RECORDS below:

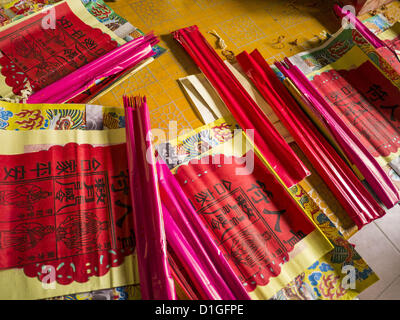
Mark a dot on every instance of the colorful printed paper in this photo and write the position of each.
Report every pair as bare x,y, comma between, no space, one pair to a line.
322,279
112,276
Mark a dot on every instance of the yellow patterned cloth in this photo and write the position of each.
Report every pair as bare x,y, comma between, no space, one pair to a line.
277,28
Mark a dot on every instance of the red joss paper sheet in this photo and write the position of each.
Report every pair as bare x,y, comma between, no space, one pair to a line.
252,218
44,55
67,207
369,103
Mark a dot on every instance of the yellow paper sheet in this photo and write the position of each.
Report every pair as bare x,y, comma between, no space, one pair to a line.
21,141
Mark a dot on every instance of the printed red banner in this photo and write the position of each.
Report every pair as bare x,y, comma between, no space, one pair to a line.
35,50
252,218
67,207
369,103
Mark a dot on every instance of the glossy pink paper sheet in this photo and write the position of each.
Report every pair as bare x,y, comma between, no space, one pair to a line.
186,235
156,282
271,144
120,59
348,189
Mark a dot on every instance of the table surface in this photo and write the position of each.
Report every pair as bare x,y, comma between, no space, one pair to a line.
244,25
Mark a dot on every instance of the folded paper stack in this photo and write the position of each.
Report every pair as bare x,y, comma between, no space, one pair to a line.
260,202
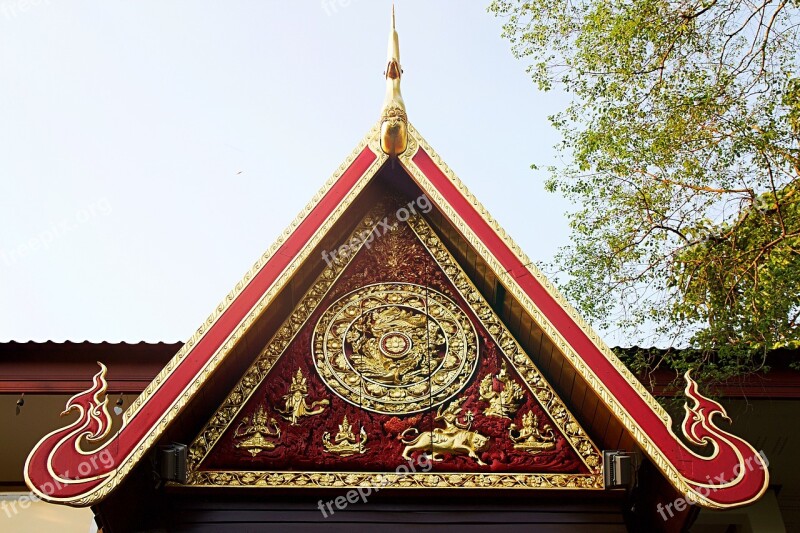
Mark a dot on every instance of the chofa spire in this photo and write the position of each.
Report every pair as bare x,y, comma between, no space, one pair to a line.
394,121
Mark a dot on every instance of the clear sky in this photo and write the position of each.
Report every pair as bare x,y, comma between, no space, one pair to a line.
151,151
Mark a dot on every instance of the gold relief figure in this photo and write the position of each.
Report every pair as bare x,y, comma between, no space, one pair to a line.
530,438
455,438
506,402
296,406
395,348
345,442
254,436
391,344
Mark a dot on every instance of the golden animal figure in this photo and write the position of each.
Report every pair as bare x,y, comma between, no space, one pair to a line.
506,402
453,439
254,436
296,406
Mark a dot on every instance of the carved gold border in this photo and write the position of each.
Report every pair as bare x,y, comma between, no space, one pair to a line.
258,371
418,480
513,351
127,464
511,285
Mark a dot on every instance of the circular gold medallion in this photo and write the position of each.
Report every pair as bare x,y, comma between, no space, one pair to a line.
395,348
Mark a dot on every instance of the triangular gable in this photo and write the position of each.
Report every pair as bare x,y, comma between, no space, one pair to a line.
317,409
733,474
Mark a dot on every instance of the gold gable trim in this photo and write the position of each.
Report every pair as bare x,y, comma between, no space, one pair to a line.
511,349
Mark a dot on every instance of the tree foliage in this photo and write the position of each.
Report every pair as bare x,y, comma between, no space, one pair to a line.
683,141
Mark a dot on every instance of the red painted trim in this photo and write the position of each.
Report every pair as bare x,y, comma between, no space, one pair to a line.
58,449
692,468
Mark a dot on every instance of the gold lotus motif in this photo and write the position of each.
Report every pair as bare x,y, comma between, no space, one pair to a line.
395,348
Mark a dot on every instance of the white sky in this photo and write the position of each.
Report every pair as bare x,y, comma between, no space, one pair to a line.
150,151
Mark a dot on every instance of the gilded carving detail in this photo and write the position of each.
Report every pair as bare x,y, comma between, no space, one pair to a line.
296,405
256,435
396,344
454,438
345,443
530,438
395,348
506,402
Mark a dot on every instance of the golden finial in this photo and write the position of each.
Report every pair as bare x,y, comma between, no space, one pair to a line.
394,121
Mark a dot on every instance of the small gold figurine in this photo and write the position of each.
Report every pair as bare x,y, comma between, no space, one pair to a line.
254,437
345,443
296,406
455,438
506,402
530,438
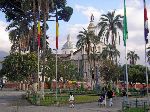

End of RECORDS.

DIRECTIONS FOR THIS TASK → An exact copy of all the records, free of pictures, is the expected answer.

OUTPUT FOR THIS EXERCISE →
Mark a dot on every instance of the colorful printed paper in this photo and write the position of each.
Report every pair as bare x,y, comma between, no space, one pair to a line.
322,279
112,276
Mark a dot on every instance of the yellow patterned cloth in this photo and write the position of each.
Report every pair as bare x,y, comma between, no space, one pair to a line.
277,28
Mark a dot on every instance of the red joss paper sheet in this photo and write the position of each.
Report every pair as bare x,y, comma between, no space, one pair to a line.
252,218
44,55
67,207
369,103
Mark a dot on every instance of the yellow paper sheet in this photo and write the position of each.
Report every pair as bare x,y, comma between, no space, one pair to a line.
21,141
Mark a dot on every instance of the printed red banner in this photo and write the position of each.
Report every pair as bare x,y, comma between, no space, one pair to a line.
35,50
252,218
67,207
369,103
Mark a dot on every instance of the glossy pink paper sheet in this photo and write the position of each.
Report every pair as bare x,y, comma between, no space, one pair to a line.
186,235
156,282
271,144
120,59
348,189
Mark a dot on every instance of the table surface in this photo and write the position of each.
Report every pair as bare x,y, comma between, no space, one pair to a line.
244,25
Mark a dot on every instance of the folded paper stack in this photo and write the position of each.
Report every pair as bare x,y, comma between, no space, one pair to a line.
260,202
Mark a dot on every instance of the chofa spire in this photo and write the position of each.
Report every pair as bare x,y, comma between, no space, one pair to a line.
394,121
Mark a dot on every instance of the clear sky in this photo and write the position of each.
Report every pair as bare x,y, comma between, no space, one pair to a line.
151,151
Mark a dot on every instance of the gold relief figure in this photo and write the position of each.
Report every pair as bare x,y, comma between, no space, one pair to a line.
530,438
455,438
506,402
296,406
395,348
345,442
254,436
391,344
Mark a dot on every instance of the golden animal figure in this photo and write the position of each.
Report every pair as bare x,y, comma between, no space, one pair to a line.
506,402
453,439
254,436
296,406
Mark a dot on every instance of the carved gold border in this photo and write the position of each.
Report every pair as bare x,y, comma between, no space, one pair to a line.
258,371
418,480
513,351
127,464
511,285
Mark a dot on every instance of the circular gold medallion in this photo and write the position of each.
Report every pair as bare x,y, comma between, no space, one pair to a line.
395,348
Mark a dot on every instance of the triangular gable in this photo and write the position of each.
Report every pair as bare x,y, comma between, no space, one pair to a line.
317,409
733,474
Mark a dot on every instance of the gold gable trim in this photo and write the position of each.
Report every pair as bare x,y, comma between, no space, one pair to a line.
511,349
Mark a dot on every instance of the tree foliage in this photo and write the position of each.
Report every pair as bare x,y, comma between, no space, one pair to a line.
683,141
Mark a dot on every instance of the red painted trim in this photo and write the position of each.
Report every pair as bare x,y, comma between, no space, one pair to a line.
58,449
692,468
Mark a dot on every instance of the gold lotus motif in this photo and write the position of each.
Report every pair as bare x,y, comma between, no space, one pair to a line.
395,348
Mark a dot on every instance of the white sky in this photo and write the position of each.
Report every pair as bare x,y, comma between, no space, one pair to a line.
150,151
Mark a dot on every instance of the gilded carving detail in this photo and write the position of each.
Report every pair as bare x,y, comma between, no space, one pair to a line.
296,405
256,435
396,344
454,438
345,443
530,438
395,348
506,402
Mark a dot on every instance of the golden finial in this photo and write the position of each.
Report every pair as bare x,y, comma between, no space, one pair to a line.
394,121
Mark a dot on every instance of the small gold figurine in this photo and write the position of each.
Report every pair as bare x,y, comma between, no space, one pair to a line.
254,437
345,443
296,406
455,438
506,402
530,438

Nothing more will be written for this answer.